- What you should do -
Express every line of the items below as a Markdown table with the columns Row and Line, numbering each row and leaving out blank lines and the pictures.

- Record excerpts -
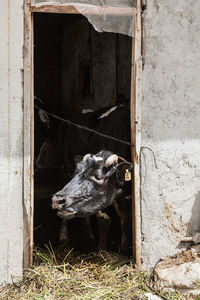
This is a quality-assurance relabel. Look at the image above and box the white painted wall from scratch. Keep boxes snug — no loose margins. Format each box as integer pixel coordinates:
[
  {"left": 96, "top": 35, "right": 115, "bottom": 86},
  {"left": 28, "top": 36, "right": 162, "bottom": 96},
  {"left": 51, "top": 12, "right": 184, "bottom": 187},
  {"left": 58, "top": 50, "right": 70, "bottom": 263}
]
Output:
[
  {"left": 141, "top": 0, "right": 200, "bottom": 268},
  {"left": 0, "top": 0, "right": 24, "bottom": 284}
]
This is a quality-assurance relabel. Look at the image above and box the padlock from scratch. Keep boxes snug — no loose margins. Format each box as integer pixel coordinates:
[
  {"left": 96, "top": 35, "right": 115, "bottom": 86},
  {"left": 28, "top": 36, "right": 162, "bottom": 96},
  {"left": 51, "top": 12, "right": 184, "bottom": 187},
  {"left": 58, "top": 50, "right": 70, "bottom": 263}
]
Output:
[{"left": 125, "top": 169, "right": 131, "bottom": 181}]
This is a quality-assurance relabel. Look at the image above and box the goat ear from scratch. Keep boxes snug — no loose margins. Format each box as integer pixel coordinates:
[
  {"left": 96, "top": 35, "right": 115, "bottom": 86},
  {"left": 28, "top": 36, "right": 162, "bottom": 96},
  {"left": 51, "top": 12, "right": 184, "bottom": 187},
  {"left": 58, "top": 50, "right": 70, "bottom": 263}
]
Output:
[
  {"left": 74, "top": 155, "right": 83, "bottom": 165},
  {"left": 117, "top": 162, "right": 133, "bottom": 183}
]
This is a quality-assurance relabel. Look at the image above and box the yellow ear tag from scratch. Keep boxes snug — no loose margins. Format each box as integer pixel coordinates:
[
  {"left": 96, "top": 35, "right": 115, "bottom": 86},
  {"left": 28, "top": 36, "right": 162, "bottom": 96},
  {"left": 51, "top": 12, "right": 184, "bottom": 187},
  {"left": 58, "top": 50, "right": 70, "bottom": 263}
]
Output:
[{"left": 125, "top": 169, "right": 131, "bottom": 181}]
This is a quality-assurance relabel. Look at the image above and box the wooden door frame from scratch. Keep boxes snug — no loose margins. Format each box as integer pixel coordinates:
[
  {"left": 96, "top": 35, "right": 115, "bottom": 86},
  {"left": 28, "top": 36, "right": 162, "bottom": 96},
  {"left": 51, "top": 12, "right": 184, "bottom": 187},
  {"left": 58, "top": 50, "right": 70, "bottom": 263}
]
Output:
[{"left": 23, "top": 0, "right": 142, "bottom": 267}]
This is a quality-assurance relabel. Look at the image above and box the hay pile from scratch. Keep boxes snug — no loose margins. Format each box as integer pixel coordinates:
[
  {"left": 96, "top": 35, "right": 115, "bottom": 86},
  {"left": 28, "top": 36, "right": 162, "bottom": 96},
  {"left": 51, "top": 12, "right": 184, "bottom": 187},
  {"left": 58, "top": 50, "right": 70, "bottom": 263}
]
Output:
[{"left": 0, "top": 245, "right": 183, "bottom": 300}]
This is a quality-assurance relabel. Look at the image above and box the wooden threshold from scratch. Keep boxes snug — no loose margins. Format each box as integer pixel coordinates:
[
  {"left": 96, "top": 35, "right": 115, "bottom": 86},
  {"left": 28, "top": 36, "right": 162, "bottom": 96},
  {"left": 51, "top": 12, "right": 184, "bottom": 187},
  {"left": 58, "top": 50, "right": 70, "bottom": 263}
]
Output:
[{"left": 30, "top": 4, "right": 136, "bottom": 16}]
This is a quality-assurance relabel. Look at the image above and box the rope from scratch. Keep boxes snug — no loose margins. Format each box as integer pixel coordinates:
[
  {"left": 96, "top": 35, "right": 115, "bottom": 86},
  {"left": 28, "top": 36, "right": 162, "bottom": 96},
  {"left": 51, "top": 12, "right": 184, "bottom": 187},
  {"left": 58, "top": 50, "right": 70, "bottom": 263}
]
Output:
[{"left": 34, "top": 104, "right": 134, "bottom": 147}]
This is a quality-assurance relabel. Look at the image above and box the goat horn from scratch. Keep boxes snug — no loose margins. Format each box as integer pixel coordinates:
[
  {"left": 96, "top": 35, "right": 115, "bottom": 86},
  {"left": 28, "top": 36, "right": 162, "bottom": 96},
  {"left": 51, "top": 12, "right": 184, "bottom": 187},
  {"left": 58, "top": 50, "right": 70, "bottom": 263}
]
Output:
[
  {"left": 105, "top": 154, "right": 118, "bottom": 168},
  {"left": 83, "top": 153, "right": 91, "bottom": 160}
]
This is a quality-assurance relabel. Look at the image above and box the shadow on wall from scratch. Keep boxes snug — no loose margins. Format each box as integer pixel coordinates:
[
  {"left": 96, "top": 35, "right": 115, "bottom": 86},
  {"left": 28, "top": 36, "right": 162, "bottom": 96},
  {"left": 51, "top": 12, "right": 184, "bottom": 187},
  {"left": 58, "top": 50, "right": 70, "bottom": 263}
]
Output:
[{"left": 187, "top": 191, "right": 200, "bottom": 236}]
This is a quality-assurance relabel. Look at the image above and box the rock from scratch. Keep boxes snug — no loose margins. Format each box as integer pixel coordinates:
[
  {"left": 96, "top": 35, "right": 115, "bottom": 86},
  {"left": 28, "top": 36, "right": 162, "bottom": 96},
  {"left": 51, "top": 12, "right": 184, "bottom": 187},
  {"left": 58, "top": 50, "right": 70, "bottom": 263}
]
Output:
[{"left": 154, "top": 249, "right": 200, "bottom": 293}]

- Response for this exercise -
| Row | Line |
|---|---|
| 1 | This is a quality-assurance relabel. Look at the image above and box the white painted wall from scratch. Keep boxes snug — no loose margins. Format each box as integer pixel coordinates: |
| 2 | [ |
| 3 |   {"left": 96, "top": 35, "right": 115, "bottom": 86}, |
| 4 |   {"left": 28, "top": 36, "right": 162, "bottom": 96}, |
| 5 |   {"left": 51, "top": 12, "right": 184, "bottom": 187}, |
| 6 |   {"left": 58, "top": 50, "right": 70, "bottom": 263} |
| 7 | ] |
| 8 | Output: |
| 9 | [ |
| 10 |   {"left": 141, "top": 0, "right": 200, "bottom": 268}, |
| 11 |   {"left": 0, "top": 0, "right": 24, "bottom": 284} |
| 12 | ] |
| 13 | This is a quality-assurance relabel. Look at the image above and box the padlock from scratch. Keep boxes snug — no loose margins. Format each box as integer pixel coordinates: |
| 14 | [ |
| 15 |   {"left": 96, "top": 35, "right": 115, "bottom": 86}, |
| 16 |   {"left": 28, "top": 36, "right": 162, "bottom": 96}, |
| 17 |   {"left": 51, "top": 12, "right": 184, "bottom": 187}, |
| 18 |   {"left": 58, "top": 50, "right": 70, "bottom": 263} |
| 19 | ] |
| 20 | Output: |
| 21 | [{"left": 125, "top": 169, "right": 131, "bottom": 181}] |
| 22 | This is a quality-assurance relabel. Look at the image above and box the goat ear from scratch. Keep boxes snug — no loose margins. Format each box as integer pixel coordinates: |
| 23 | [ |
| 24 |   {"left": 96, "top": 35, "right": 115, "bottom": 86}, |
| 25 |   {"left": 28, "top": 36, "right": 162, "bottom": 96}, |
| 26 |   {"left": 51, "top": 12, "right": 184, "bottom": 187}, |
| 27 |   {"left": 58, "top": 50, "right": 70, "bottom": 263} |
| 28 | ] |
| 29 | Output: |
| 30 | [ |
| 31 |   {"left": 74, "top": 155, "right": 83, "bottom": 165}, |
| 32 |   {"left": 117, "top": 162, "right": 133, "bottom": 183} |
| 33 | ] |
| 34 | This is a quality-assurance relabel. Look at the image above and box the yellow ear tag from scratch. Keep boxes snug — no loose margins. Format each box as integer pixel coordinates: |
| 35 | [ |
| 36 |   {"left": 96, "top": 35, "right": 115, "bottom": 86}, |
| 37 |   {"left": 28, "top": 36, "right": 162, "bottom": 96}, |
| 38 |   {"left": 51, "top": 12, "right": 184, "bottom": 187}, |
| 39 |   {"left": 58, "top": 50, "right": 70, "bottom": 263} |
| 40 | ] |
| 41 | Output: |
| 42 | [{"left": 125, "top": 169, "right": 131, "bottom": 181}] |
| 43 | This is a quality-assurance relabel. Look at the image above and box the wooden door frame from scratch. Keep boxes snug — no loose margins. Format each box as integer pixel coordinates: |
| 44 | [ |
| 45 |   {"left": 96, "top": 35, "right": 115, "bottom": 86}, |
| 46 |   {"left": 28, "top": 36, "right": 162, "bottom": 96}, |
| 47 |   {"left": 51, "top": 12, "right": 184, "bottom": 187}, |
| 48 |   {"left": 58, "top": 50, "right": 70, "bottom": 263} |
| 49 | ] |
| 50 | Output: |
| 51 | [{"left": 23, "top": 0, "right": 142, "bottom": 267}] |
| 52 | This is a quality-assurance relabel. Look at the image above and box the hay pile from scratch. Keep boxes snug — no loose margins. Format each box as integer pixel coordinates: |
| 53 | [ |
| 54 |   {"left": 96, "top": 35, "right": 115, "bottom": 86}, |
| 55 |   {"left": 28, "top": 36, "right": 162, "bottom": 96}, |
| 56 |   {"left": 51, "top": 12, "right": 184, "bottom": 187}, |
| 57 |   {"left": 58, "top": 50, "right": 70, "bottom": 263} |
| 58 | ] |
| 59 | Output: |
| 60 | [{"left": 0, "top": 245, "right": 183, "bottom": 300}] |
| 61 | This is a quality-assurance relabel. Look at the image above and box the wooden threshold from scratch. Keep boxes snug — no loose margins. Format each box as integer pixel coordinates: |
| 62 | [ |
| 63 |   {"left": 96, "top": 35, "right": 115, "bottom": 86}, |
| 64 |   {"left": 28, "top": 36, "right": 162, "bottom": 96}, |
| 65 |   {"left": 51, "top": 12, "right": 184, "bottom": 187}, |
| 66 |   {"left": 58, "top": 50, "right": 70, "bottom": 263} |
| 67 | ] |
| 68 | Output: |
| 69 | [{"left": 30, "top": 4, "right": 136, "bottom": 16}] |
| 70 | This is a quality-assurance relabel. Look at the image above and box the rope from scratch. Keep boxes snug — no loose margins. Format each box as integer pixel coordinates: |
| 71 | [ |
| 72 |   {"left": 96, "top": 35, "right": 115, "bottom": 86}, |
| 73 |   {"left": 28, "top": 36, "right": 162, "bottom": 96}, |
| 74 |   {"left": 51, "top": 12, "right": 184, "bottom": 187}, |
| 75 |   {"left": 58, "top": 50, "right": 70, "bottom": 263} |
| 76 | ] |
| 77 | Output: |
| 78 | [{"left": 34, "top": 104, "right": 134, "bottom": 147}] |
| 79 | This is a quality-assurance relabel. Look at the image above and box the goat horn from scratch. Keep boxes snug — no loose margins. Format each box as integer pixel coordinates: |
| 80 | [ |
| 81 |   {"left": 96, "top": 35, "right": 115, "bottom": 86}, |
| 82 |   {"left": 28, "top": 36, "right": 162, "bottom": 96}, |
| 83 |   {"left": 51, "top": 12, "right": 184, "bottom": 187}, |
| 84 |   {"left": 58, "top": 50, "right": 70, "bottom": 263} |
| 85 | ] |
| 86 | Output: |
| 87 | [ |
| 88 |   {"left": 105, "top": 154, "right": 118, "bottom": 168}, |
| 89 |   {"left": 83, "top": 153, "right": 91, "bottom": 160} |
| 90 | ] |
| 91 | This is a quality-assurance relabel. Look at the image above and box the shadow on wall from scratch. Keep boxes snug — no loose margins. Format each box as integer pixel coordinates: |
| 92 | [ |
| 93 |   {"left": 96, "top": 35, "right": 115, "bottom": 86}, |
| 94 |   {"left": 28, "top": 36, "right": 162, "bottom": 96}, |
| 95 |   {"left": 51, "top": 12, "right": 184, "bottom": 187}, |
| 96 |   {"left": 58, "top": 50, "right": 70, "bottom": 263} |
| 97 | ] |
| 98 | Output: |
| 99 | [{"left": 187, "top": 191, "right": 200, "bottom": 236}] |
| 100 | This is a quality-assurance relabel. Look at the image above and box the rock from scratch. Keep boxes snug — no loose margins. Format each box as integer pixel coordinates: |
| 101 | [ |
| 102 |   {"left": 96, "top": 35, "right": 115, "bottom": 86}, |
| 103 |   {"left": 28, "top": 36, "right": 162, "bottom": 96}, |
| 104 |   {"left": 51, "top": 12, "right": 184, "bottom": 187}, |
| 105 |   {"left": 58, "top": 50, "right": 70, "bottom": 263} |
| 106 | ] |
| 107 | Output: |
| 108 | [{"left": 154, "top": 249, "right": 200, "bottom": 293}] |